** Begin Exercise inputs **

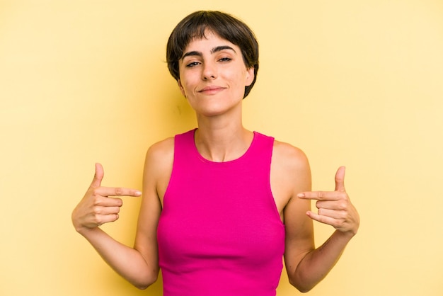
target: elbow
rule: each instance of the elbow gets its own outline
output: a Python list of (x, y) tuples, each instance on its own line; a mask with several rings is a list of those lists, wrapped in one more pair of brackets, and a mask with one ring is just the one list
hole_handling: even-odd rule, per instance
[(311, 291), (316, 283), (309, 283), (307, 280), (289, 278), (289, 283), (301, 293), (307, 293)]
[(150, 276), (143, 277), (139, 280), (135, 280), (132, 284), (139, 290), (146, 290), (151, 285), (157, 281), (158, 274), (154, 273)]
[(299, 283), (291, 283), (291, 285), (301, 293), (307, 293), (311, 291), (313, 286), (308, 286), (306, 285), (301, 285)]

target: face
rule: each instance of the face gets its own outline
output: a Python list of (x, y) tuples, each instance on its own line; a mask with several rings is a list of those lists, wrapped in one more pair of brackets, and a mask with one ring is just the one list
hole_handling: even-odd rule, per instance
[(254, 78), (240, 47), (207, 32), (191, 41), (179, 61), (180, 89), (199, 115), (217, 115), (241, 104)]

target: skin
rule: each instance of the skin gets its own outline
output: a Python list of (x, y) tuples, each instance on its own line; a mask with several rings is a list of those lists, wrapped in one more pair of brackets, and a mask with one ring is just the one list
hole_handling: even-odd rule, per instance
[[(253, 80), (238, 47), (211, 32), (192, 40), (180, 60), (178, 86), (195, 110), (198, 129), (195, 144), (202, 156), (226, 161), (243, 155), (253, 132), (243, 127), (244, 87)], [(99, 227), (119, 217), (122, 200), (115, 196), (141, 195), (134, 189), (101, 186), (103, 169), (96, 175), (72, 213), (76, 230), (119, 274), (144, 289), (159, 274), (156, 228), (163, 198), (172, 171), (173, 138), (154, 144), (146, 153), (143, 198), (133, 247), (119, 243)], [(270, 184), (277, 208), (285, 224), (284, 261), (290, 283), (301, 292), (312, 289), (331, 270), (359, 225), (359, 217), (346, 193), (345, 168), (335, 175), (333, 191), (311, 191), (311, 171), (305, 154), (289, 144), (275, 141)], [(311, 210), (316, 201), (317, 212)], [(331, 225), (330, 237), (316, 249), (313, 221)]]

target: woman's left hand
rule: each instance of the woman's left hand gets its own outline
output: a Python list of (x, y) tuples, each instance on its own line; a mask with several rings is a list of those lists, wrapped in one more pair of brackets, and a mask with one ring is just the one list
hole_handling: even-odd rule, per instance
[(345, 167), (335, 173), (334, 191), (311, 191), (297, 194), (302, 199), (316, 200), (317, 213), (308, 211), (306, 215), (319, 222), (333, 226), (335, 229), (351, 236), (355, 235), (360, 219), (345, 190)]

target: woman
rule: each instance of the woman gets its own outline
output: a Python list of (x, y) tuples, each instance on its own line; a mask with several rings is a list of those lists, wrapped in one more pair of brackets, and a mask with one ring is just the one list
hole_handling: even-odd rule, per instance
[[(243, 127), (242, 101), (257, 77), (258, 46), (241, 21), (193, 13), (172, 32), (166, 55), (198, 127), (148, 150), (133, 248), (99, 226), (118, 219), (122, 200), (108, 197), (142, 193), (102, 187), (98, 164), (72, 214), (76, 231), (139, 288), (154, 283), (161, 268), (166, 296), (275, 295), (283, 256), (291, 283), (311, 290), (359, 227), (345, 168), (337, 171), (334, 191), (311, 192), (300, 149)], [(318, 249), (312, 220), (335, 229)]]

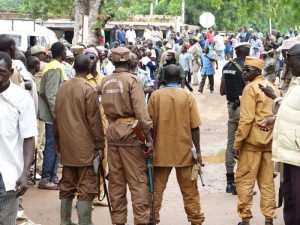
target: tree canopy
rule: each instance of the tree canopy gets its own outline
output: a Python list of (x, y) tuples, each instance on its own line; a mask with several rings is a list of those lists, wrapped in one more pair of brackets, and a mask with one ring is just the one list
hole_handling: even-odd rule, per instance
[[(91, 0), (81, 0), (91, 1)], [(182, 0), (159, 0), (154, 14), (181, 15)], [(154, 0), (105, 0), (101, 2), (96, 27), (106, 21), (123, 21), (131, 14), (150, 13)], [(22, 10), (33, 18), (74, 18), (73, 0), (0, 0), (0, 9)], [(286, 31), (299, 25), (298, 0), (185, 0), (185, 23), (199, 24), (199, 16), (209, 11), (216, 17), (215, 30), (236, 31), (239, 27), (259, 27), (267, 31), (269, 18), (272, 26)]]

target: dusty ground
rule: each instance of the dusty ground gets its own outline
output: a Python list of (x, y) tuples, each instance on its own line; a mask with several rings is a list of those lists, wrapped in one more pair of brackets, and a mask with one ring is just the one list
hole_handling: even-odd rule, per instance
[[(220, 72), (219, 72), (220, 73)], [(236, 212), (237, 197), (225, 193), (226, 178), (224, 165), (224, 151), (227, 137), (227, 109), (225, 97), (219, 95), (220, 74), (215, 77), (215, 92), (197, 92), (195, 87), (194, 95), (198, 102), (202, 118), (201, 126), (201, 148), (206, 166), (203, 169), (205, 187), (199, 183), (201, 195), (201, 207), (205, 213), (207, 225), (236, 225), (240, 219)], [(207, 81), (208, 82), (208, 81)], [(279, 178), (276, 178), (276, 189), (278, 189)], [(255, 187), (258, 191), (258, 188)], [(128, 196), (130, 198), (130, 196)], [(36, 223), (43, 225), (59, 224), (58, 191), (39, 190), (32, 187), (23, 197), (26, 214)], [(259, 208), (259, 191), (254, 196), (253, 204), (254, 218), (252, 225), (263, 225), (264, 217)], [(278, 219), (274, 225), (283, 225), (282, 208), (277, 210)], [(73, 218), (76, 219), (76, 209), (73, 210)], [(95, 225), (111, 224), (108, 208), (98, 207), (93, 211)], [(133, 225), (131, 202), (128, 207), (128, 225)], [(161, 225), (188, 225), (183, 208), (183, 201), (180, 194), (174, 171), (171, 173), (169, 183), (164, 195), (163, 208), (161, 210)]]

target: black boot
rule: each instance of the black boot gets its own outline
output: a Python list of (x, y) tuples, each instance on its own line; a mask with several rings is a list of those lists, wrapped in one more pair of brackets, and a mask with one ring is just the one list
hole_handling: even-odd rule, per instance
[(226, 178), (227, 178), (226, 192), (232, 193), (233, 195), (237, 195), (236, 187), (234, 183), (234, 173), (226, 173)]

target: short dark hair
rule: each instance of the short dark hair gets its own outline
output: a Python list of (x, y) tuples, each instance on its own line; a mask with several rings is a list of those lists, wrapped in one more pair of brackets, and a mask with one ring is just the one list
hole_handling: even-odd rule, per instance
[(164, 78), (166, 81), (177, 81), (180, 77), (180, 68), (175, 64), (170, 64), (164, 68)]
[(29, 56), (27, 58), (27, 67), (29, 70), (34, 69), (39, 63), (40, 60), (36, 56)]
[(8, 34), (0, 35), (0, 51), (6, 52), (12, 45), (16, 45), (12, 36)]
[(76, 73), (84, 73), (89, 71), (90, 58), (87, 55), (79, 54), (74, 59), (74, 69)]
[(0, 51), (0, 61), (1, 60), (4, 60), (4, 62), (6, 63), (7, 69), (10, 70), (12, 68), (12, 60), (6, 52), (1, 52)]
[(55, 42), (51, 46), (51, 52), (52, 52), (53, 59), (58, 58), (64, 50), (65, 50), (65, 46), (62, 43)]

** End Exercise inputs **

Write out each entry exactly as given, but skip the pictures.

▸ **Reply**
target: elbow
rule: each instance of the elbow gets its own outline
output: a Python list of (x, y) tuples, each instance on its own line; a mask with several rings is a list of those lists, wrapped in one more pair of brackets, and a mask with one ring is just the one list
hole_handling: even-odd rule, per instance
[(311, 291), (316, 283), (309, 283), (307, 280), (289, 278), (289, 283), (301, 293), (307, 293)]
[(150, 276), (143, 277), (139, 280), (135, 280), (132, 284), (139, 290), (146, 290), (151, 285), (157, 281), (158, 274), (154, 273)]
[(299, 283), (291, 283), (291, 285), (301, 293), (307, 293), (311, 291), (313, 286), (308, 286), (306, 285), (301, 285)]

target: face
rule: each instance of the face gets its own outline
output: a Python list of (x, y) tuples, each instance on its own line; a mask with several rings is a list of those lists, wrapped in one more pair of brackets, and a mask with one ring is just the one list
hole_handling: even-odd rule, per instance
[(254, 78), (240, 47), (207, 32), (191, 41), (179, 61), (180, 89), (199, 115), (217, 115), (241, 104)]

target: skin
rule: each instance of the skin gets its own outline
output: a Python list of (x, y) tuples, each instance on its own line; a mask with several rings is a list of those lists, wrapped in one more pair of brackets, and a mask with one ring is just the one list
hole_handling: even-odd rule, per instance
[[(253, 80), (238, 47), (211, 32), (192, 40), (180, 60), (178, 86), (195, 110), (198, 129), (195, 144), (202, 156), (226, 161), (243, 155), (253, 132), (243, 127), (244, 87)], [(99, 227), (119, 217), (122, 200), (115, 196), (141, 195), (134, 189), (101, 186), (103, 169), (96, 175), (72, 213), (76, 230), (119, 274), (144, 289), (159, 274), (156, 228), (163, 198), (172, 171), (173, 138), (154, 144), (146, 153), (143, 198), (133, 247), (119, 243)], [(270, 184), (277, 208), (285, 224), (284, 261), (290, 283), (301, 292), (312, 289), (331, 270), (359, 225), (359, 217), (346, 193), (345, 168), (335, 175), (333, 191), (311, 191), (311, 171), (305, 154), (289, 144), (275, 141)], [(311, 210), (316, 201), (317, 212)], [(331, 225), (330, 237), (316, 249), (313, 221)]]

target: woman's left hand
rule: each instance of the woman's left hand gets its own outline
output: a Python list of (x, y) tuples, each instance on its own line; a mask with several rings is a list of those lists, wrapped in one more pair of brackets, and a mask with one ring is just the one list
hole_handling: even-odd rule, per instance
[(345, 167), (335, 173), (334, 191), (311, 191), (297, 194), (302, 199), (316, 200), (317, 213), (308, 211), (306, 215), (319, 222), (333, 226), (335, 229), (351, 236), (355, 235), (360, 219), (345, 190)]

target: woman
rule: each instance of the woman gets its own outline
output: a Python list of (x, y) tuples, each instance on its own line; a mask with several rings is a list of those lists, wrapped in one more pair of brackets, and a mask with one ring is just the one list
hole_handling: even-odd rule, per instance
[[(243, 127), (242, 101), (257, 77), (258, 46), (241, 21), (193, 13), (172, 32), (166, 55), (198, 127), (148, 150), (133, 248), (99, 226), (118, 219), (122, 200), (108, 197), (142, 193), (102, 187), (98, 164), (72, 214), (76, 231), (139, 288), (154, 283), (161, 268), (166, 296), (275, 295), (283, 256), (291, 283), (311, 290), (359, 227), (345, 168), (337, 171), (334, 191), (311, 192), (300, 149)], [(318, 249), (312, 220), (335, 229)]]

target: tree canopy
rule: each instance of the tree canopy gets its own outline
output: a Python list of (x, y) tuples, each instance on its own line; a mask with several rings is a list of those lists, wrapped in one more pair of brackets, and a mask with one ring is just the one list
hole_handling: even-odd rule, per instance
[[(91, 0), (81, 0), (91, 1)], [(182, 0), (159, 0), (154, 14), (181, 15)], [(154, 0), (105, 0), (101, 2), (96, 27), (106, 21), (123, 21), (131, 14), (150, 13)], [(22, 10), (33, 18), (74, 18), (73, 0), (0, 0), (0, 9)], [(286, 31), (299, 25), (298, 0), (185, 0), (185, 23), (199, 24), (199, 16), (209, 11), (216, 17), (215, 30), (236, 31), (239, 27), (259, 27), (267, 31), (269, 18), (272, 26)]]

target: dusty ground
rule: each instance of the dusty ground gets its own outline
output: a Python list of (x, y) tuples, each instance on its own line; a mask with several rings is a list of those lists, wrapped in one more pair of brackets, and a mask with one ring is just the one list
hole_handling: even-odd rule, per instance
[[(220, 72), (219, 72), (220, 73)], [(236, 212), (237, 197), (225, 193), (226, 178), (224, 165), (224, 151), (227, 137), (227, 109), (225, 97), (219, 95), (220, 74), (215, 77), (215, 92), (197, 92), (195, 87), (194, 95), (198, 102), (202, 118), (201, 126), (201, 148), (206, 166), (203, 169), (205, 187), (199, 183), (201, 195), (201, 207), (205, 213), (207, 225), (236, 225), (240, 219)], [(207, 81), (208, 82), (208, 81)], [(279, 178), (276, 178), (276, 189), (278, 189)], [(255, 187), (258, 191), (258, 188)], [(128, 196), (130, 198), (130, 196)], [(36, 223), (43, 225), (59, 224), (58, 191), (39, 190), (32, 187), (23, 197), (26, 214)], [(259, 208), (259, 191), (254, 196), (253, 204), (254, 218), (252, 225), (263, 225), (264, 217)], [(278, 219), (274, 225), (283, 225), (282, 208), (277, 210)], [(73, 218), (76, 219), (76, 209), (73, 210)], [(95, 225), (111, 224), (108, 208), (98, 207), (93, 211)], [(133, 225), (131, 202), (128, 207), (128, 225)], [(161, 225), (188, 225), (183, 208), (183, 201), (180, 194), (174, 171), (171, 173), (169, 183), (164, 195), (163, 208), (161, 210)]]

target: black boot
rule: each instance of the black boot gets its own outline
output: a Python list of (x, y) tuples, each instance on its own line; a mask with several rings is a list of those lists, wrapped in one more pair of brackets, and a mask with one ring is just the one list
hole_handling: even-odd rule, per instance
[(226, 178), (227, 178), (226, 192), (232, 193), (233, 195), (237, 195), (236, 187), (234, 183), (234, 173), (226, 173)]

target: short dark hair
rule: each instance of the short dark hair gets its own outline
output: a Python list of (x, y) tuples, each instance on its own line; a mask with several rings is a list of those lists, wrapped in one more pair of brackets, and a mask with one ring is just the one list
hole_handling: even-odd rule, per instance
[(164, 78), (166, 81), (177, 81), (180, 77), (180, 68), (175, 64), (170, 64), (164, 68)]
[(29, 56), (27, 58), (27, 67), (29, 70), (34, 69), (39, 63), (40, 60), (36, 56)]
[(8, 34), (0, 35), (0, 51), (6, 52), (12, 45), (16, 45), (12, 36)]
[(76, 73), (84, 73), (89, 71), (90, 58), (87, 55), (79, 54), (74, 59), (74, 69)]
[(0, 51), (0, 61), (1, 60), (4, 60), (4, 62), (6, 63), (7, 69), (10, 70), (12, 68), (12, 60), (6, 52), (1, 52)]
[(55, 42), (51, 46), (51, 52), (52, 52), (53, 59), (58, 58), (64, 50), (65, 50), (65, 46), (62, 43)]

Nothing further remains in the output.